» **Exercise goal**: After locating the line with "positive clicks: (946, 396)" in the data that follows, return it and every later line exactly, up to and including the line with "negative clicks: (869, 440)".

» **Data records**:

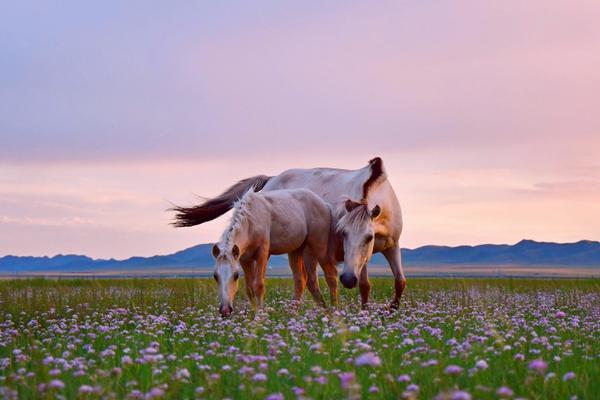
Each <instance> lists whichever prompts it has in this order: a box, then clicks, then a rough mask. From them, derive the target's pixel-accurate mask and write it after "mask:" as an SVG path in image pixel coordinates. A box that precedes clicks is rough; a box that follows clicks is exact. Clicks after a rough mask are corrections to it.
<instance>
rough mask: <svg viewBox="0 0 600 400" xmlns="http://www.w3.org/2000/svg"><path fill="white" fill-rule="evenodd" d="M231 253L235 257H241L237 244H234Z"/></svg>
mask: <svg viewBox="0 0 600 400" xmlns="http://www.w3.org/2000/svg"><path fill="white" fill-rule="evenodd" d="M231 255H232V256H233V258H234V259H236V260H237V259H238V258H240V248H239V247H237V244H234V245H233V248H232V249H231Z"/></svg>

==

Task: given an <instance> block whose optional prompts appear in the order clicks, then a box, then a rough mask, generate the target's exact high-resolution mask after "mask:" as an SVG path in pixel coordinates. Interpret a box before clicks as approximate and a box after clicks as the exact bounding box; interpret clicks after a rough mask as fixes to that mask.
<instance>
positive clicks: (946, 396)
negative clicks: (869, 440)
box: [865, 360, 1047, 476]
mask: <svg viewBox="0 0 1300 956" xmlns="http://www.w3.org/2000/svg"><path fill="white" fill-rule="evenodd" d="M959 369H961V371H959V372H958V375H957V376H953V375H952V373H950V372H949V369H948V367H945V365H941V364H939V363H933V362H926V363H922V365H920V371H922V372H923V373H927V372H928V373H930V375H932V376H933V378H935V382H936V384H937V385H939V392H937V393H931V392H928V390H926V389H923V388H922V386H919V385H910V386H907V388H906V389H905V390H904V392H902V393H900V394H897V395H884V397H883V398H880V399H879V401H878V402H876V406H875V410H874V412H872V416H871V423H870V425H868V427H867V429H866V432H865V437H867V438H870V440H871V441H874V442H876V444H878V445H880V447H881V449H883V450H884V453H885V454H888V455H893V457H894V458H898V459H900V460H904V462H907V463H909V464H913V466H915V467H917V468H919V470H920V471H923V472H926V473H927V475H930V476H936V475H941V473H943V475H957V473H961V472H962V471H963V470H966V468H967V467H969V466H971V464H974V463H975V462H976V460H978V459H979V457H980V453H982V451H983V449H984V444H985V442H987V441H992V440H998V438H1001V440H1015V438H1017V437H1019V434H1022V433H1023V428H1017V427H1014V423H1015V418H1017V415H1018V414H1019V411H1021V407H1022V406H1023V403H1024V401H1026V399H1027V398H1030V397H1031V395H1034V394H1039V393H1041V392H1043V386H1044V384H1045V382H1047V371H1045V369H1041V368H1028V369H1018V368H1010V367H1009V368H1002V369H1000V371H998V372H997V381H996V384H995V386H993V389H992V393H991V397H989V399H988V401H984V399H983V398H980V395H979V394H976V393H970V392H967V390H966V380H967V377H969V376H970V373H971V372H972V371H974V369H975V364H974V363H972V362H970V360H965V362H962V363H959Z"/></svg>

» **Output**:
positive clicks: (946, 396)
negative clicks: (869, 440)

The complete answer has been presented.